> **Problem requirements**
Your output must match the records exactly, line for line.

*** Records for the task

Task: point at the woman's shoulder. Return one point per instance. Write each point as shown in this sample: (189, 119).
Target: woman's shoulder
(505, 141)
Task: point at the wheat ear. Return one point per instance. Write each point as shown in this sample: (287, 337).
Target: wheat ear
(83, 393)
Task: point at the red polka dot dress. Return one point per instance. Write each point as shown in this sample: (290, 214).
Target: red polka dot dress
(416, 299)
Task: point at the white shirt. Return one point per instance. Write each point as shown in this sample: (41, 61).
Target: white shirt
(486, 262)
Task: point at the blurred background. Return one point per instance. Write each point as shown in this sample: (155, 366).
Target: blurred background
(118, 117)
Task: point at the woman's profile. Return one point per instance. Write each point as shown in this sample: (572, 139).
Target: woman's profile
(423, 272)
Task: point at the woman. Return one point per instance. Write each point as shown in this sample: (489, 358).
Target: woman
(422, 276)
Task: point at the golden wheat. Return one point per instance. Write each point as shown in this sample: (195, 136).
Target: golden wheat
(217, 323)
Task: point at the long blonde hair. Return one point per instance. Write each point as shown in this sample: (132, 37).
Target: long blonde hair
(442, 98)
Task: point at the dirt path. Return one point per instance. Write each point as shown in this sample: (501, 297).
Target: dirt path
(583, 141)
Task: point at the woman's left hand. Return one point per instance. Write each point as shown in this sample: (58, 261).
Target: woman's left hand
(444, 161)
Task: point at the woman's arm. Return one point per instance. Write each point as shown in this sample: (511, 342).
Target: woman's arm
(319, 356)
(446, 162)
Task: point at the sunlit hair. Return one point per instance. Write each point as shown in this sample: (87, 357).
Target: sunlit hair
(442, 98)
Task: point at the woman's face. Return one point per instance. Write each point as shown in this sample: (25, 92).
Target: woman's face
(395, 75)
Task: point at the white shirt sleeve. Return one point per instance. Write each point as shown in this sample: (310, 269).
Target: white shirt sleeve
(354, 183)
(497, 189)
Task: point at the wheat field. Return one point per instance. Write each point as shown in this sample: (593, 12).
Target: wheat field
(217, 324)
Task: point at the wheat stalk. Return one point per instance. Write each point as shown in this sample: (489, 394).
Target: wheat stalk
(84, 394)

******

> **Output for this exercise**
Task: point at the woman's shoulder. Return one point per instance. Write each point as shown in this sample: (189, 119).
Target: woman's shoulder
(505, 141)
Task: point at the wheat ear. Return one point per instance. Write each point as shown in this sample: (287, 337).
Target: wheat ear
(83, 393)
Task: point at the red polka dot dress. Return one point per instance. Write each point as shown in this sample: (290, 214).
Target: red polka dot dress
(416, 299)
Task: point at the white shirt. Return one point per instance. Write each point as shown in this sample: (41, 61).
Target: white shirt
(486, 262)
Task: point at the blurred background. Return one point per instance. Write each point as shown in this sample: (155, 366).
Target: blurred background
(118, 117)
Task: point at the woman's profile. Return one point per instance. Write each point as shown in this sample: (572, 139).
Target: woman's profile
(423, 272)
Task: point at the woman. Return one point per instance. Write each point as shown in this sample: (489, 358).
Target: woman
(422, 276)
Task: point at the golden wheat. Return one point per instance. Write each point as shown in this sample: (195, 136).
Target: golden wheat
(217, 323)
Task: point at the long blonde hair. Return one point per instance. Write each point as shown in this sample: (132, 37).
Target: long blonde hair
(442, 98)
Task: point at the dirt path. Return one point per instance. Write each point as shown in this sample: (501, 297).
Target: dirt path
(583, 141)
Task: point at the woman's left hand. Return one point per instance. Write each point as shown in this sample: (58, 261).
Target: woman's left hand
(444, 161)
Task: point at the woman's arm. Return one point per instance. Write each point as shown in this sample: (511, 342).
Target: woman's arm
(319, 356)
(446, 162)
Task: point at the sunlit hair. Return one point per instance. Write each point as shown in this sample: (87, 357).
Target: sunlit hair
(442, 98)
Task: point at the woman's face. Return one point per instance. Write each point as shown in this sample: (25, 92).
Target: woman's face
(395, 75)
Task: point at the white shirt sleeve. Return one point per instance. Write each point as shown in this sample: (310, 269).
Target: white shirt sleeve
(354, 183)
(497, 189)
Task: point at the wheat field. Return one point per instance. Write each point as shown in this sample: (593, 12).
Target: wheat field
(217, 324)
Task: point at the wheat stalk. Return one point per instance. Write each point as shown in this sample: (489, 394).
Target: wheat stalk
(84, 394)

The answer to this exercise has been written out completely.